Task description ->
Copy out the material from the line with "Annotate the overcast" through the end, swapping "marker" for "dot" and leaving everything else unchanged.

Material ->
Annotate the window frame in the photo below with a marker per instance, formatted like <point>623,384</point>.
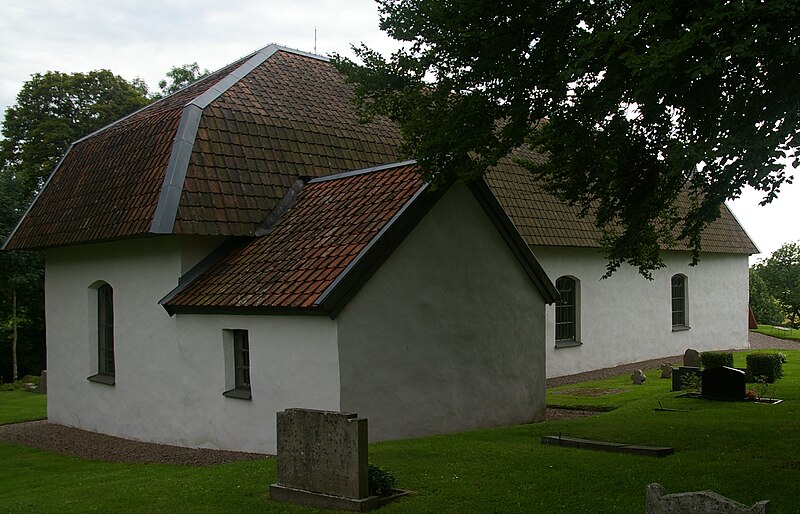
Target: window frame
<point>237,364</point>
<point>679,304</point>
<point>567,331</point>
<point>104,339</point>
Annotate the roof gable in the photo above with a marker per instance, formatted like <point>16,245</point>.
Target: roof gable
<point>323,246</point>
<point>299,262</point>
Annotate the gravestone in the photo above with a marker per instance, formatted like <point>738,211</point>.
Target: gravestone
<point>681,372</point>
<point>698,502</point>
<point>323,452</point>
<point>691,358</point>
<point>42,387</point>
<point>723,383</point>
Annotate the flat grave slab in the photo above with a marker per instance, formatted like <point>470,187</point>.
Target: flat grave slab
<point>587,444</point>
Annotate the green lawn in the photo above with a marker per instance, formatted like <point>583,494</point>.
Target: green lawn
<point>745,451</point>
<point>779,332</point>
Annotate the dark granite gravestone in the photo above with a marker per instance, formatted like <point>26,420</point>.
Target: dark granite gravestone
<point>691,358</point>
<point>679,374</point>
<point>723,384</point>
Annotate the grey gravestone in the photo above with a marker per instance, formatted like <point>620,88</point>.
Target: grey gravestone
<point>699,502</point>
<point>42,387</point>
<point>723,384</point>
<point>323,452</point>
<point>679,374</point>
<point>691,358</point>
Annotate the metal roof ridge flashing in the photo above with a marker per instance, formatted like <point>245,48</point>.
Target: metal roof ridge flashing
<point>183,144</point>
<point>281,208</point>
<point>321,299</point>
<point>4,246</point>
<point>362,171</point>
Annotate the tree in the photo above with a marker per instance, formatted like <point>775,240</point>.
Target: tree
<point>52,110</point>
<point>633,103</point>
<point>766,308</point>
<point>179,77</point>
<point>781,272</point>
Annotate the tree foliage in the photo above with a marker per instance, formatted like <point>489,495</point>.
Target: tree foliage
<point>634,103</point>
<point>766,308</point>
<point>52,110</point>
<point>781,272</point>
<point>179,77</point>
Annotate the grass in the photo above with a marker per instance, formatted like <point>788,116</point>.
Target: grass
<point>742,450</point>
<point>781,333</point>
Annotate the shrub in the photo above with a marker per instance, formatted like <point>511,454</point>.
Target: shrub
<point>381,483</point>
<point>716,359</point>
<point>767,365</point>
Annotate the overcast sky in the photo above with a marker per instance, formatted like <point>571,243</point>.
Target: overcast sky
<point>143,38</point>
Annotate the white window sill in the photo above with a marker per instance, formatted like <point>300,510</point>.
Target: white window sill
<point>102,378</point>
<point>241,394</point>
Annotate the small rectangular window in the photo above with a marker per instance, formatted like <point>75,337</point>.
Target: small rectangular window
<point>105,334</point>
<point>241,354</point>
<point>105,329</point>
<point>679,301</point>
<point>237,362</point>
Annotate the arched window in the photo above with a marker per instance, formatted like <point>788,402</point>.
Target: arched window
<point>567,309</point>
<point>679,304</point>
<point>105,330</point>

Result of this task ->
Annotate the overcast sky in the photo above with a dot per instance, formatted like <point>571,243</point>.
Target: overcast sky
<point>143,38</point>
Annotate the white window sill in the photo above with a dot per instance, formatted like <point>300,510</point>.
Target: white window sill
<point>102,378</point>
<point>241,394</point>
Annotate the small rectangular window in the photo above with a dot per instance, formatted like <point>75,337</point>.
Target: small rectangular window
<point>105,334</point>
<point>241,354</point>
<point>105,329</point>
<point>679,301</point>
<point>237,362</point>
Annotate the arched window in the photo above with a dot per instance, formatted like <point>788,402</point>.
Target: arched window
<point>567,309</point>
<point>679,304</point>
<point>105,330</point>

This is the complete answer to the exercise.